- _SELECTED EXCERPT_

Finally, His Honour found that it was 'clear that
associations which have not achieved Industrial Act
registration or which have no wish to achieve Industrial
Act registration may apply to this Tribunal for recognition'.
He went on to observe that 'the Tribunal could adopt
a procedure which would lead to the recognition of
interested associations with whom the Electricity Authority
could deal on more than a transitory basis'.
It would be an understatement to say that the TLC
unions were thrown into absolute panic by those words.
Proceedings were interrupted on the afternoon of 9
May when a panting and perspiring articled clerk burst
into the Tribunal bearing an Order Nisi of Prohibition,
obtained by the TLC unions that afternoon, from the
Supreme Court prohibiting the further hearing of the
matter, pending a determination by the Full Court of
the Supreme Court of the question of whether His Honour
Judge Pratt was exceeding his jurisdiction in suggesting
that he could set up a system of recognition of associations
outside the traditional registration process. When
the Full Court came to consider the decision, it unfortunately
fell short of analysing Judge Pratt's jurisdiction
to make such 'recognition orders'.
Other Developments
You will be aware that the Causes Act set up the Electricity
Authorities Industrial Causes Tribunal which was vested,
as far as the Electricity Distribution and Supply Industry
is concerned, with the powers previously exercised
by the Industrial Commission.
You may also be aware that the Queensland TLC organised
pickets outside this Tribunal and followed a policy
of boycotting it. ETU served a log of claims with a
view to obtaining a Federal award from the Australian
Conciliation Arbitration Commission---apparently in
the belief (as perceived by my clients) that Section
109 of the Constitution would operate to defeat the
no-strike, no-preference provisions of the 1985 Queensland
legislation and would reinstate the sacked SEQEB workers.
In the meantime, employees who had returned to work
and had refunded superannuation pay-outs received on
dismissal were restored to full superannuation benefits
under special legislation. Those who stayed 'on strike'
or who returned to work but failed to comply with the
time-limits imposed by the Superannuation Restoration
Act lost much of the superannuation benefits they may
have accrued over many years.
In early 1985 a substantial number of SEQEB employees,
unhappy with ETU's handling of the entire dispute,
banded together, in the face of what they saw as a
refusal by their unions to represent them in the Tribunal,
or at all. Matters came to a head with the 2.6 per
cent National Wage flow-on in November 1985. ETU's
Queensland Branch was suspended for 6 months by order
of the Industrial Court.

- _DATASET ROWS_
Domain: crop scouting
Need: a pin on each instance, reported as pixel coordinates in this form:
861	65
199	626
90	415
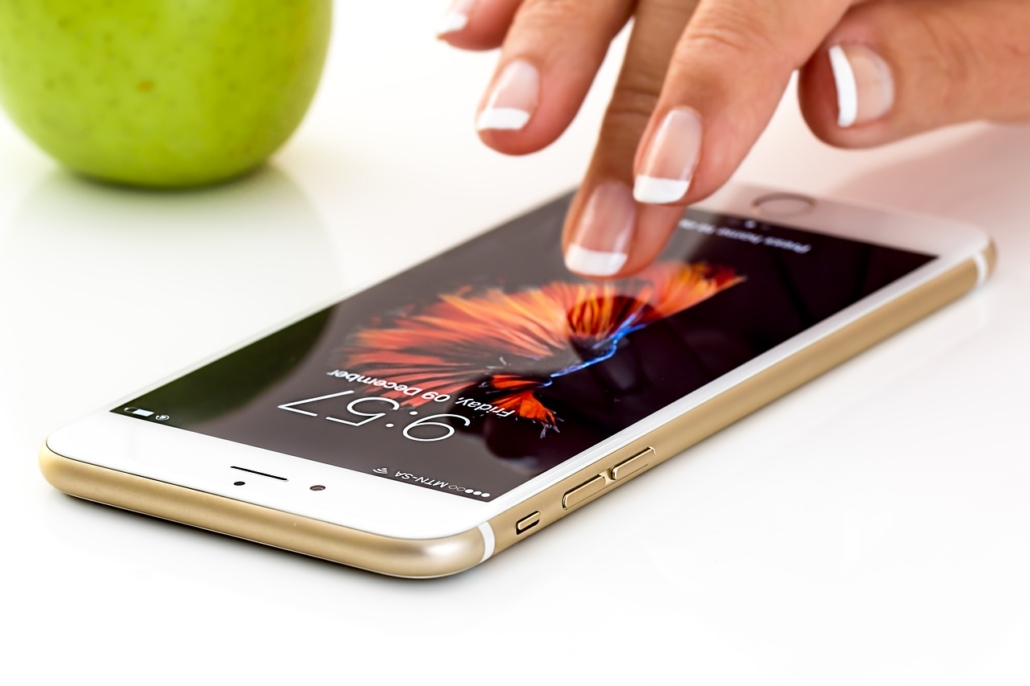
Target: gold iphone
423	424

...

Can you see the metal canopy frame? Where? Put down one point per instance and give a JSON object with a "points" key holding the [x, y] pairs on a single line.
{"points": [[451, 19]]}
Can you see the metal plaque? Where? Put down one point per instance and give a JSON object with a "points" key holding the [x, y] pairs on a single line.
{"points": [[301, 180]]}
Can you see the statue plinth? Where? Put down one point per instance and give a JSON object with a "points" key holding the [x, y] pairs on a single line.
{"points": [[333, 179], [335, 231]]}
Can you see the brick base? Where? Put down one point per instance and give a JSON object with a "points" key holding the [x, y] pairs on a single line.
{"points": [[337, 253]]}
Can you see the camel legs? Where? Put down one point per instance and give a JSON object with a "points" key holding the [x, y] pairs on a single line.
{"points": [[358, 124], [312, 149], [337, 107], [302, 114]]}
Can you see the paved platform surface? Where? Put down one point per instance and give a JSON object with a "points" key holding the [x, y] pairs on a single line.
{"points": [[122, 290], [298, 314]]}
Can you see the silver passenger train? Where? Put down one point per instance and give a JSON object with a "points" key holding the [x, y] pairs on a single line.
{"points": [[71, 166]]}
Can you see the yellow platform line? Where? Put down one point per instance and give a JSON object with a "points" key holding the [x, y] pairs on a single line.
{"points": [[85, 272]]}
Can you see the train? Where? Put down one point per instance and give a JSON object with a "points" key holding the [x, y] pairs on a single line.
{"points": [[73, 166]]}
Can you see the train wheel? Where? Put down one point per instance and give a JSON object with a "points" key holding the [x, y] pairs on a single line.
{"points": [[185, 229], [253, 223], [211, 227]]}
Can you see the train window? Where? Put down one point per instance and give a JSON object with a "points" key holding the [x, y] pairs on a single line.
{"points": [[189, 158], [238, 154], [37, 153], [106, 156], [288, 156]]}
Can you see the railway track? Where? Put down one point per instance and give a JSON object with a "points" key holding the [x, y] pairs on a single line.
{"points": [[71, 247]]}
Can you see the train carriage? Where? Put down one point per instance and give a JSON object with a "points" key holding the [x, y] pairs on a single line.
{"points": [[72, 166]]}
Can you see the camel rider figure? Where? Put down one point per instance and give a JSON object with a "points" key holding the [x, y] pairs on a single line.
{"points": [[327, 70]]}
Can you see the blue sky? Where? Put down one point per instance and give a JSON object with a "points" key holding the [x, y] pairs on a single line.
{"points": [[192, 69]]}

--

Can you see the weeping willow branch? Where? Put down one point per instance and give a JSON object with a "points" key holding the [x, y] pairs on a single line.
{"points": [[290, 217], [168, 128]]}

- _OBJECTIVES_
(1) In the text on the SEQEB dispute, shorten the paragraph beginning "In the meantime, employees who had returned to work" and keep its main facts.
(2) Carry on the text about the SEQEB dispute from the point where it stops.

- _SOLVED PROBLEMS_
(1) Special legislation restored full superannuation benefits to employees who went back to work and repaid the superannuation pay-outs they had received on dismissal. Those who stayed "on strike" lost much of the benefits they may have built up over many years. So did those who returned but missed the time-limits of the Superannuation Restoration Act.

(2)
It is now a matter of public record that SEQEB granted
financial and logistical assistance to 239 of its workers
who engaged Mr Roly Livingstone, a prominent Brisbane
industrial advocate, to represent them before the new
Causes Tribunal and to seek awards of that Tribunal
to reflect, among other things, that flow-on.
In the event, the Tribunal handed down 9 new awards
covering the entire Electricity Generation Supply Industry
in Queensland.
The QPWA was referred to me for advice in August 1985
and there followed a series of matters in the Tribunal
between QPWA and SEQEB, including the rectification
of certain anomalies which had arisen between conditions
of employment of 'old' and 'new' employees.
It is significant that, of 24 such anomalies, only
one needed to be set down for arbitration; it was eventually
settled prior to hearing, concessions being made by
all parties.
By early 1986, therefore, with the ETU (Qld) suspended
for 6 months and, in the face of a clear TLC policy
to boycott the new Causes Tribunal, QPWA was filling
the void with respect to industrial matters in SEQEB.
It engaged in consultations with management regarding
safety issues and was able to give undertakings to
management in support of certain measures.
Indeed, in one matter referred to the Tribunal (the
'Plating Case'), ETU and MOA attended before it to
raise their usual objections to QPWA's right to be
there, only to end up supporting QPWA's positions.
In February 1986, a general meeting of QPWA's members
adopted a set of rules. It further resolved to seek
registration as an industrial union and later to oppose
the making of a Federal award in the industry.
To this end, on the 14 May, the Association, through
its Counsel, Mr J D Batch, made application to the
Full Bench of the Australian Conciliation and Arbitration
Commission, then hearing an application by the Queensland
Government and the Queensland Electricity Commission
and Boards, for orders against further hearing of ETU's
application on the grounds that (i) it was not in the
public interest, and (ii) the dispute was being dealt
with by a State industrial authority (the Causes Tribunal).
Needless to say our application was vehemently opposed
by ETU and by all other registered unions present,
notwithstanding QPWA's obvious interest in the 1985
dispute.
The Commission, in a split decision, refused intervention.
Mr Justice Ludeke and Deputy President Riordan said:
'The association has failed to establish, should leave
to intervene be granted, that it would have any clear
attitude to the issues which have been raised for determination.
The uncertainty surrounding the association's position
is epitomised in its decision to seek the views of
its members on the attempt by the Electrical Trade
Union to obtain a Federal Award, and in the outcome
of the ballot on that subject. The evidence that we
have heard concerning the association's activities
did not dispel that uncertainty . . '
On the other hand, Mr Commissioner Brown said:
'For my part, I would allow them. The persons who
are members of the group or association represented
by Mr Batch are employees of SEQEB and many are in
occupations that the Electrical Trade Union is registered
to represent. Given the extraordinary features of the
dispute that has already been found to exist in the
industry in South East Queensland, I would allow this
group to be heard'.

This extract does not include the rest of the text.